External linkage for name inside unnamed namespace

不问归期 提交于 2019-12-12 13:26:36

问题


According to the clause 3.5/4 of C++ Standard:

An unnamed namespace or a namespace declared directly or indirectly within an unnamed namespace has internal linkage.

Simultanously in paragraph 7.3.1.1 we have note 96):

Although entities in an unnamed namespace might have external linkage, they are effectively qualified by a name unique to their translation unit and therefore can never be seen from any other translation unit.

How to explicitly make external linkage for name inside unnamed namespace and how to check that linkage is actually external if Standard guaranteed that there is no way to access name defined inside unnamed namespace from another translation unit?

In which cases doing explicit external linkage for name inside unnamed namespace is useful?


回答1:


How to explicitly make external linkage for name inside unnamed namespace

The only way I can think of is to give it C language linkage, so that its linkage name ignores the namespace qualification:

namespace {
  extern void f() { }      // has internal linkage despite 'extern'
  extern "C" void g() { }  // ignores linkage of namespace
}
void (*p)() = f;  // ensure 'f' won't be optimized away

(A strict reading of the standard suggests that g should have internal linkage, but that's not what compilers seem to do.)

and how to check that linkage is actually external if Standard guaranteed that there is no way to access name defined inside unnamed namespace from another translation unit?

Typically ELF compilers will implement internal linkage with non-global symbols, so you can compile the code and inspect the object file:

$ g++ -c linkage.cc
$ nm linkage.o
0000000000000000 t _ZN12_GLOBAL__N_11fEv
0000000000000007 T g
0000000000000000 D p

The mangled name of the unnamed namespace can vary between compilers, but demangling it will show:

$ nm -C  linkage.o
0000000000000008 t (anonymous namespace)::f()
0000000000000000 T g
0000000000000000 D p

The lowercase t shows that f has local visibility, meaning it can't be linked to from other object files. The uppercase T shows that g has external linkage.

This isn't guaranteed by the standard though, as ELF visibility is not part of the C++ standard, and some compilers implement linkage without using visibility even on ELF platforms, e.g. the EDG compiler produces a global symbol for the same code:

$ nm linkage.o
0000000000000008 T _ZN23_GLOBAL__N__7_link_cc_p1fEv
0000000000000004 C __EDGCPFE__4_9
0000000000000000 T g
0000000000000000 D p
$ nm -C linkage.o
0000000000000008 T (anonymous namespace)::f()

**Data section**.

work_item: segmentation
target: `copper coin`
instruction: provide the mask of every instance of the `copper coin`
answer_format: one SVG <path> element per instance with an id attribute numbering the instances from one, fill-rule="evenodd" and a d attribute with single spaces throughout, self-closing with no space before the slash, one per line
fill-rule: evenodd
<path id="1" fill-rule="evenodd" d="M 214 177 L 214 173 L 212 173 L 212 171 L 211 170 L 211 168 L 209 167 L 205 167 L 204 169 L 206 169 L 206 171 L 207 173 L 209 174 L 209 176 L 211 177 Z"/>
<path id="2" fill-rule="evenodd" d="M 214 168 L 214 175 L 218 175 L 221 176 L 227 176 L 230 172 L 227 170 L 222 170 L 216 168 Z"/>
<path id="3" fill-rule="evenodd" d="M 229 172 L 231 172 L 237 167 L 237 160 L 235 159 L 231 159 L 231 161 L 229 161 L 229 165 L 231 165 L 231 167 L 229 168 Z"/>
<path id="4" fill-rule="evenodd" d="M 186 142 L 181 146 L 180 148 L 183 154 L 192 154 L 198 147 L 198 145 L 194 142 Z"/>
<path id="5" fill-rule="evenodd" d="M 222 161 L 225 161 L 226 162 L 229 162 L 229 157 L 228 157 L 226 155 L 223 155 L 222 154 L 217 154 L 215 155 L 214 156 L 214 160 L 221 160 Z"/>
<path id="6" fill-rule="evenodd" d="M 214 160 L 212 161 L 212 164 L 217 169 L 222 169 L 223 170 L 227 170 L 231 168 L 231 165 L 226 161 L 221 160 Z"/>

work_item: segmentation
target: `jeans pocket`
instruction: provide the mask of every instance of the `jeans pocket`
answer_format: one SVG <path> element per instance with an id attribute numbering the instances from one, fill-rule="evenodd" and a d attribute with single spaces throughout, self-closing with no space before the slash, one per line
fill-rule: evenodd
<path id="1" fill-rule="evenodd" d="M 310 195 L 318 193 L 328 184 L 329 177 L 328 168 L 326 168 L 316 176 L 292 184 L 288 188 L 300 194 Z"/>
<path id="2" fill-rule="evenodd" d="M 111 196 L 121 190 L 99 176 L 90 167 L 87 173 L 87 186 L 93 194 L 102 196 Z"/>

**Exercise description**. Could you copy out the part of the unnamed-namespace linkage thread between "The only way" and "seem to do.)", inclusive, word for word?

**Exercise solution**.
The only way I can think of is to give it C language linkage, so that its linkage name ignores the namespace qualification:

namespace {
  extern void f() { }      // has internal linkage despite 'extern'
  extern "C" void g() { }  // ignores linkage of namespace
}
void (*p)() = f;  // ensure 'f' won't be optimized away

(A strict reading of the standard suggests that g should have internal linkage, but that's not what compilers seem to do.)